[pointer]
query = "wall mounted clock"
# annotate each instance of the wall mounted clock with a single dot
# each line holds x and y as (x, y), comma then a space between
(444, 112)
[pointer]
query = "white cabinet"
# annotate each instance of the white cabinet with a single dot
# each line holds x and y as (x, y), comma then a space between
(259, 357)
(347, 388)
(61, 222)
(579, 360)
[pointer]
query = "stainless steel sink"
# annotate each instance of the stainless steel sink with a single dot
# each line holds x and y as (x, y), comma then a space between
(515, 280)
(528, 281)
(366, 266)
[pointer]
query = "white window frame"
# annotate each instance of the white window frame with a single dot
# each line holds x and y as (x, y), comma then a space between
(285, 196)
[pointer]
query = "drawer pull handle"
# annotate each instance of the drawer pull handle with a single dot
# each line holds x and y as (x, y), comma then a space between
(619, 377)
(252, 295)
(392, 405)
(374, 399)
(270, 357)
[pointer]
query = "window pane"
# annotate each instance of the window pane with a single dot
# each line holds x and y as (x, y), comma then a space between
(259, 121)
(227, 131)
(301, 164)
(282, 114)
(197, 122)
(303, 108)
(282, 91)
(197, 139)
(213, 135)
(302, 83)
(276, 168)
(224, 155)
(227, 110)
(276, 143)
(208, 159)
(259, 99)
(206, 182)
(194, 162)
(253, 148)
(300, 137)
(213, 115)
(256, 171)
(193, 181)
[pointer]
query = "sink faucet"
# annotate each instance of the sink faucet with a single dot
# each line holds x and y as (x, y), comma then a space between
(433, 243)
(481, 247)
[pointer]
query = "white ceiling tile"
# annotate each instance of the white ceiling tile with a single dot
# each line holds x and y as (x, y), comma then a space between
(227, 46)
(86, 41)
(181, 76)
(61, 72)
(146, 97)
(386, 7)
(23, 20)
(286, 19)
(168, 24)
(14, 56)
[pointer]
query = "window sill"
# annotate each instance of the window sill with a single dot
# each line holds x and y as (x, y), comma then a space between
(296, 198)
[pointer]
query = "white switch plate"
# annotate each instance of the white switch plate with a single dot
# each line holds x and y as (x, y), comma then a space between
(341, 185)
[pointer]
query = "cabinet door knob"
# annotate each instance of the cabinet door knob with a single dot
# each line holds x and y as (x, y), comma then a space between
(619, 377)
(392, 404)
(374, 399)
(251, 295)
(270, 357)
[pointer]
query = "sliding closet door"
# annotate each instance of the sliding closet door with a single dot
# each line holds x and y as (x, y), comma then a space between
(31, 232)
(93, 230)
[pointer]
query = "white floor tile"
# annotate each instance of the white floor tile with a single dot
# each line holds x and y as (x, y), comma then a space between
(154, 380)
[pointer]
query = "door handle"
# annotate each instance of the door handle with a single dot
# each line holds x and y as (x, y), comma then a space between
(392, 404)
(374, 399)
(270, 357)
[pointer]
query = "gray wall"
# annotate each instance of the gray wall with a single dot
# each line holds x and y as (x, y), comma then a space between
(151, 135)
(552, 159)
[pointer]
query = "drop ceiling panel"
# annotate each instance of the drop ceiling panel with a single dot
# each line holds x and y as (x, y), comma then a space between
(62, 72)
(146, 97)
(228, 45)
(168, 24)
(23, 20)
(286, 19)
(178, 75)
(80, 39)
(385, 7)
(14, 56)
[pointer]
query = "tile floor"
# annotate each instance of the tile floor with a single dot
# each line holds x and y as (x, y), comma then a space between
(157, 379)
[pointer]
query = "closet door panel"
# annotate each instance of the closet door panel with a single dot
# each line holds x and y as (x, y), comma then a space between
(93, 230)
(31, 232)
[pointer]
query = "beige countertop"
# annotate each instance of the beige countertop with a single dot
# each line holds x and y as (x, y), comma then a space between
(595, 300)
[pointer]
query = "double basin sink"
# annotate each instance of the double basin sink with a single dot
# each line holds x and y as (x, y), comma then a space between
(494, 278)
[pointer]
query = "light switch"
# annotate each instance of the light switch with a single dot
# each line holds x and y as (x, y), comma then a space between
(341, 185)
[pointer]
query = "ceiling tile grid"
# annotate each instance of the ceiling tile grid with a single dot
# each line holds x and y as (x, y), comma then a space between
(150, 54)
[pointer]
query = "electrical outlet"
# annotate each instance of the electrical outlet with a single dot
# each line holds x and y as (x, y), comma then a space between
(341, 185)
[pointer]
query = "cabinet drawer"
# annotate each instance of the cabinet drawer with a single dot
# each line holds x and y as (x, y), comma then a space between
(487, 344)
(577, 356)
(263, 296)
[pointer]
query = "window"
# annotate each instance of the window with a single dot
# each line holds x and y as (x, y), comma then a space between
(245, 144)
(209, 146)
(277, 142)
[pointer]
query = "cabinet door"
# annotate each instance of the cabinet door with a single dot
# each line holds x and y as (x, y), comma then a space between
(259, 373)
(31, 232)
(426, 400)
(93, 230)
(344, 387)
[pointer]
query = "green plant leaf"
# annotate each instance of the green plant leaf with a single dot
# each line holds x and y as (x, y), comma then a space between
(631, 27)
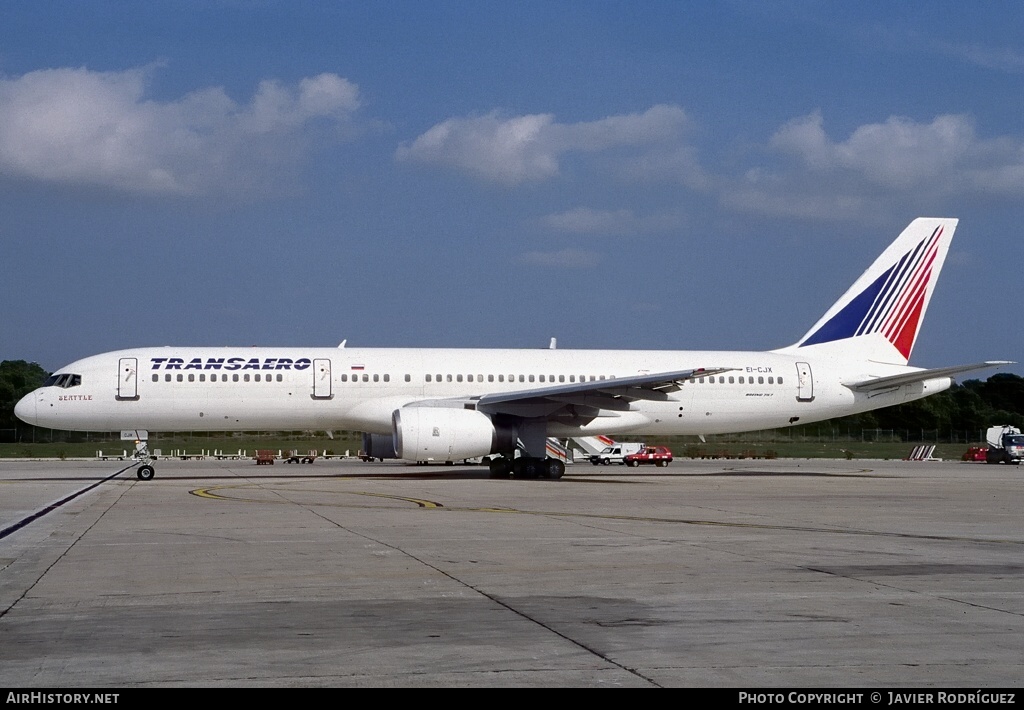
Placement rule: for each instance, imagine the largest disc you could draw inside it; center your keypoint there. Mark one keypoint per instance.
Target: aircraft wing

========================================================================

Stated goal
From the "Placement rule: for" line to the close of the listing, restate each line word for word.

Reply
Placement rule: for each instance, imagine the largest disc you could draw inside it; center your keypoint there. Mark one keypoint per instance.
Target: aircraft wing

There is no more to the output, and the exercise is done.